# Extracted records

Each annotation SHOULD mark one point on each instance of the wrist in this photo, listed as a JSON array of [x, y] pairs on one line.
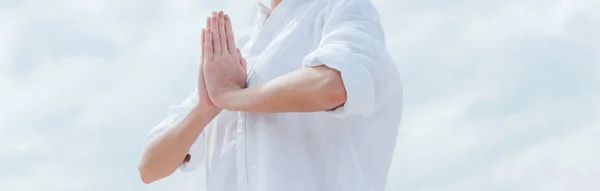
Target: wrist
[[207, 109], [231, 99]]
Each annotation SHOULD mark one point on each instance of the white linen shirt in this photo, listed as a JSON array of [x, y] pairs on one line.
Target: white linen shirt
[[349, 148]]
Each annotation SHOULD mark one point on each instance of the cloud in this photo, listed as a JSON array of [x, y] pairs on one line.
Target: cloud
[[499, 95]]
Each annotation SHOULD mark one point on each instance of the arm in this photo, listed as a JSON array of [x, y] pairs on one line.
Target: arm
[[344, 73], [309, 89], [168, 150]]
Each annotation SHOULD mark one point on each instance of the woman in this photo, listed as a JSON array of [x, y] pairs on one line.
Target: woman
[[309, 100]]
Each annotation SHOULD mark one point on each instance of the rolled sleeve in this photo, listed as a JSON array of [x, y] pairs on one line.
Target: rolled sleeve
[[353, 44], [176, 113]]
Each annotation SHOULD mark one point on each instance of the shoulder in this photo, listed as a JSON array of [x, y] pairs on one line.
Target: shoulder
[[364, 8]]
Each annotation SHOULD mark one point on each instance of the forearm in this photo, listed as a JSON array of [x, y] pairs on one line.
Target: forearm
[[308, 89], [165, 152]]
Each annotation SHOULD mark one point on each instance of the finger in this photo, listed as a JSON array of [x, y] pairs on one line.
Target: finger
[[230, 37], [242, 60], [202, 44], [222, 34], [208, 47], [207, 22], [216, 41]]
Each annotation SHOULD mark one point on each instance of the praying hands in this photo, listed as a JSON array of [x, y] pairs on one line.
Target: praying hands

# What is needed
Copy the rows word for word from the start through the line containing "[[309, 100]]", with that line included. Leave the pictures out.

# Written answer
Each annotation SHOULD mark one point on each instance of the wrist in this photo, listed as a JSON array of [x, y] pairs on one line.
Target: wrist
[[207, 109], [231, 99]]
Each annotation SHOULD mark one point on each instance of the white linen shirt in this photo, listed as a JSON array of [x, y] pairs on one line.
Target: white linen shirt
[[349, 148]]
Each annotation SHOULD mark one point on each instance of the cloud in this photo, listed as a JSON array of [x, y] pairs on one line.
Target: cloud
[[499, 95]]
Each annotation SHOULD mark one point on each instance of the arm in this photo, listed as a JSON array of [x, y] pairs on one line.
Target: arm
[[344, 73], [309, 89], [168, 150]]
Each annotation SHOULD mark one point on each instance of the woman in this photo, listed as a JSON array of [x, y] pairs on one line.
Target: woman
[[309, 100]]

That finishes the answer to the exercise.